PROBLEM TO WORK ON: Please transcribe the records word for word, starting at the line containing "Q: In the image above, where is the antelope head?" and ending at the line containing "19;95;136;172", with both of those lines included.

.....

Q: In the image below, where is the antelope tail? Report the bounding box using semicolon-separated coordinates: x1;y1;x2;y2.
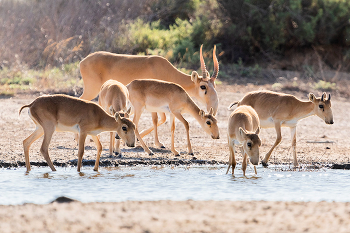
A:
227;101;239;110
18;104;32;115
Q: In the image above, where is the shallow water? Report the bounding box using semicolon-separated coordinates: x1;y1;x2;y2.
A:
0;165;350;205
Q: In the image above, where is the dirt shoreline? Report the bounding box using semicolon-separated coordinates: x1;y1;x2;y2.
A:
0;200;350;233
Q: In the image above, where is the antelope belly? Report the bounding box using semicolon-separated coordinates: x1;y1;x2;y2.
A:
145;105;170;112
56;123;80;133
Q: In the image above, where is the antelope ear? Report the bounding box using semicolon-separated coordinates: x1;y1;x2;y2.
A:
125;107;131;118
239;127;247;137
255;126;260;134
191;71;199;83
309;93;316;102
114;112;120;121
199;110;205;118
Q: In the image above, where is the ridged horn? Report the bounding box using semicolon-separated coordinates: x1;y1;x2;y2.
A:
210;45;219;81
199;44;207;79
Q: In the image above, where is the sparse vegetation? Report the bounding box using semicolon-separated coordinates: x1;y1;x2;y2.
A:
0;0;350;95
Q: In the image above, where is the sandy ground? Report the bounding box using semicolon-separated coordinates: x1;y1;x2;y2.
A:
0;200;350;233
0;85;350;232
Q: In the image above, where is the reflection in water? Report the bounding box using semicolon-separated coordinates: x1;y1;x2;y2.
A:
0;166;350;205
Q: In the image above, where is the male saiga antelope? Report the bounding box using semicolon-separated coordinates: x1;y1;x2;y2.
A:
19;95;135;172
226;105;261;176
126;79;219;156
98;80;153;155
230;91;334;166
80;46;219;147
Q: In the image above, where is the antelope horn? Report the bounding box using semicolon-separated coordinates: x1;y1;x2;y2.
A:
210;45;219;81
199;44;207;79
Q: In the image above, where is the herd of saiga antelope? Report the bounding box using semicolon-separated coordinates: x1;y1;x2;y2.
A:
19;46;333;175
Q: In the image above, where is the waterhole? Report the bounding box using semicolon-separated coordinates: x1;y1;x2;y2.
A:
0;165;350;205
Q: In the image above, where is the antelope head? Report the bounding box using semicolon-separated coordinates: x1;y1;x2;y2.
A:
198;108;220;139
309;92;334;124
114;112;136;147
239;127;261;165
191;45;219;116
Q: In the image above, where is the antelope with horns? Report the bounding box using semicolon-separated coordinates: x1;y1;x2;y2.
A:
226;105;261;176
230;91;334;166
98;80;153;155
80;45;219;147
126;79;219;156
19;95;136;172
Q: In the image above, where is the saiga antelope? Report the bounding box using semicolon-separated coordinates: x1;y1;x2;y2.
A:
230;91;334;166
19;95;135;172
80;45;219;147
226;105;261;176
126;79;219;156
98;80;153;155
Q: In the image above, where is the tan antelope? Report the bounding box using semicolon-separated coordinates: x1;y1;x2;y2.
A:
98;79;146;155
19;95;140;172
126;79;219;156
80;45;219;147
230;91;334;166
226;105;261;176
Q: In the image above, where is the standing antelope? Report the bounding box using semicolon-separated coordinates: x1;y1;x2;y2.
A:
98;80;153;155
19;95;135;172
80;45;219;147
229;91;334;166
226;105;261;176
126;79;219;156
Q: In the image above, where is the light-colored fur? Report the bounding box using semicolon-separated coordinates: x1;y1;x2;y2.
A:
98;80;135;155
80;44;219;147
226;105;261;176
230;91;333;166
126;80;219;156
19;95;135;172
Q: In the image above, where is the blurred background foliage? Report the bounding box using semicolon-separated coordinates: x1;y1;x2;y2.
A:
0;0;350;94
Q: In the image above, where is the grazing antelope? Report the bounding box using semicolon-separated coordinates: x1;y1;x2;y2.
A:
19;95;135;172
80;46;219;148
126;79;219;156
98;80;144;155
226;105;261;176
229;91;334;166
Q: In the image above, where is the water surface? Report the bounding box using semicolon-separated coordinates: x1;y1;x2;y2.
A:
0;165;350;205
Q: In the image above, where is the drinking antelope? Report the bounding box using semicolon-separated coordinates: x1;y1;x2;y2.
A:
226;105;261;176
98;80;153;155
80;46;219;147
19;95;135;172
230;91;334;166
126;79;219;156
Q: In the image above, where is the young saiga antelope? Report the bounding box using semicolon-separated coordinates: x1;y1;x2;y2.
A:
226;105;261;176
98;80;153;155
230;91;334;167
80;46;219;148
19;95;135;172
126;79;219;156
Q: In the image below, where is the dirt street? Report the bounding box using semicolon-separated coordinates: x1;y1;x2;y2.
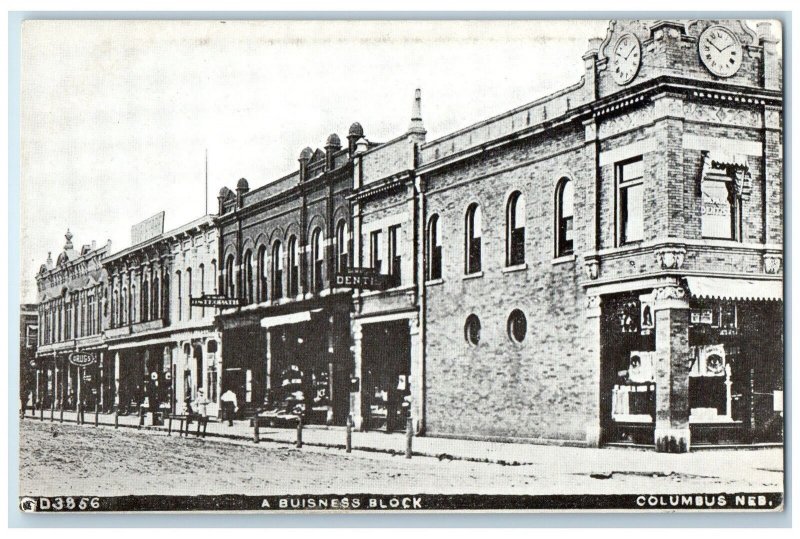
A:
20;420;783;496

.....

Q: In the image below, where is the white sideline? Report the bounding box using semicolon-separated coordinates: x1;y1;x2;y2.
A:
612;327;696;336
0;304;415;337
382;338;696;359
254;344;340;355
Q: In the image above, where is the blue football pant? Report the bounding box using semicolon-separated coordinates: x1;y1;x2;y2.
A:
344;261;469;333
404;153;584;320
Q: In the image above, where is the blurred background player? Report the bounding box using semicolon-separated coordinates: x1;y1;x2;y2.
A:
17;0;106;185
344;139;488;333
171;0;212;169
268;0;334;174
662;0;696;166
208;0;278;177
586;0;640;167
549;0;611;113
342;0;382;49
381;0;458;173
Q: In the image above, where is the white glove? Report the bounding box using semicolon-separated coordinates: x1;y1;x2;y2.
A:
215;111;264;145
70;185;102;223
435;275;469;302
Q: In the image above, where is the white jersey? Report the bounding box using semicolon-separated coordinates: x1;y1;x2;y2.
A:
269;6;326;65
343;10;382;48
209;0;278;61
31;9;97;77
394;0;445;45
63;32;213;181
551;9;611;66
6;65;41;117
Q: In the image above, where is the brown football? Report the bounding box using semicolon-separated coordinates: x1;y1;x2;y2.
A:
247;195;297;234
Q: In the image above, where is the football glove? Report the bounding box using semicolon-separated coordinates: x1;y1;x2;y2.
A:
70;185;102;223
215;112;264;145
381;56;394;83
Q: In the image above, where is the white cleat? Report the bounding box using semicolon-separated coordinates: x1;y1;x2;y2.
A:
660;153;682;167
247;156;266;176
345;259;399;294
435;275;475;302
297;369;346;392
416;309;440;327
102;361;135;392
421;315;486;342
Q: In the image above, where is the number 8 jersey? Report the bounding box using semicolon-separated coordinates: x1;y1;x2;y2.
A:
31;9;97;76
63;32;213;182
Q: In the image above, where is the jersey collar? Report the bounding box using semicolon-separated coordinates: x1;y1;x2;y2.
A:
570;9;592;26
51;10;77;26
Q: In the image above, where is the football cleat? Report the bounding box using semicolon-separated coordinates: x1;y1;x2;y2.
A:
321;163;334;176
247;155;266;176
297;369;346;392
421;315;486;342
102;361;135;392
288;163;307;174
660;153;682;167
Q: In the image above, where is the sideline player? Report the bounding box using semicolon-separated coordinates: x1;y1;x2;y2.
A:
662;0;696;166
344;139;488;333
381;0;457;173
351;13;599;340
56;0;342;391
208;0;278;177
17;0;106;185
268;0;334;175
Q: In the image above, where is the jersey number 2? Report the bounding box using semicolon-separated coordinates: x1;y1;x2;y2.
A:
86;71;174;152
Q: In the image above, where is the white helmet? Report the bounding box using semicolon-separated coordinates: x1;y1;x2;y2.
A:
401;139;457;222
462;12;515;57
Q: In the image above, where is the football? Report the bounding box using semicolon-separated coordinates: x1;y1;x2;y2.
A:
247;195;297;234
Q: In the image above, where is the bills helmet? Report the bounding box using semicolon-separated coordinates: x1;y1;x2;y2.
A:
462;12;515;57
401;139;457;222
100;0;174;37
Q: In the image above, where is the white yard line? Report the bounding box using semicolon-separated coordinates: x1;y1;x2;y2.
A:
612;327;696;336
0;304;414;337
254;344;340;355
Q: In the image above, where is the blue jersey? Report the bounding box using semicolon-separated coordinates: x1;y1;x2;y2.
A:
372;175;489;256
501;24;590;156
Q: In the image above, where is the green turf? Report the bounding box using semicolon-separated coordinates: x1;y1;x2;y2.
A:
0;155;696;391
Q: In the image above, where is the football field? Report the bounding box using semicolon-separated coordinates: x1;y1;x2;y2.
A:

.....

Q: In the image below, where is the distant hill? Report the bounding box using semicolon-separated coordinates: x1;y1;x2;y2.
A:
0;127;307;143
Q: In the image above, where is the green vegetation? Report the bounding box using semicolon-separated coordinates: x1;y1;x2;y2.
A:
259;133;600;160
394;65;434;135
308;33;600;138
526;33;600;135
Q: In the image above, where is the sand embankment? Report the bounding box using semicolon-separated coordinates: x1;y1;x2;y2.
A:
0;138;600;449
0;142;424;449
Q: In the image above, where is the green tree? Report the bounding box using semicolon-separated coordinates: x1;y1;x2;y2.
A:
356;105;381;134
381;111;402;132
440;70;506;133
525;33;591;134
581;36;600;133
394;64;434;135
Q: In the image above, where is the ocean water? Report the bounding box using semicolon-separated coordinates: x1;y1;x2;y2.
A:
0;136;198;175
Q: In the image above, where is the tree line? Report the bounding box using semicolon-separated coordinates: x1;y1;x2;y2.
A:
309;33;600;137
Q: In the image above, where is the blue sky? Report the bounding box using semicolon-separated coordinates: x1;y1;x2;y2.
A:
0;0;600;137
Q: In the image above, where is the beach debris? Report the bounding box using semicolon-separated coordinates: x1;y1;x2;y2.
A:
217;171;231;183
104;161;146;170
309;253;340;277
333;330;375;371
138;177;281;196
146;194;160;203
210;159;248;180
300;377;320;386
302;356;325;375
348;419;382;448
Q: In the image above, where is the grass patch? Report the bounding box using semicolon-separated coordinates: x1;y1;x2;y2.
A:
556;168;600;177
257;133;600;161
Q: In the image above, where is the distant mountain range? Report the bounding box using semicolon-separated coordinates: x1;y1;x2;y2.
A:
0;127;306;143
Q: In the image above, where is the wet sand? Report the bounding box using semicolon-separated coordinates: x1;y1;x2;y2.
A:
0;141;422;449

.....

FULL ANSWER:
Q: In the image above, where is the antelope head? Report the bounding box using semicolon-separated coordinates: x1;y1;x2;y2.
A:
198;108;220;139
309;92;334;124
114;112;136;147
239;127;261;165
191;45;219;116
Q: In the image above, where is the antelope with horns? Report the bounding box using semicolon-separated coordinates: x1;y1;x2;y2.
A:
226;105;261;176
230;91;334;166
98;80;153;155
80;45;219;147
126;79;219;156
19;95;136;172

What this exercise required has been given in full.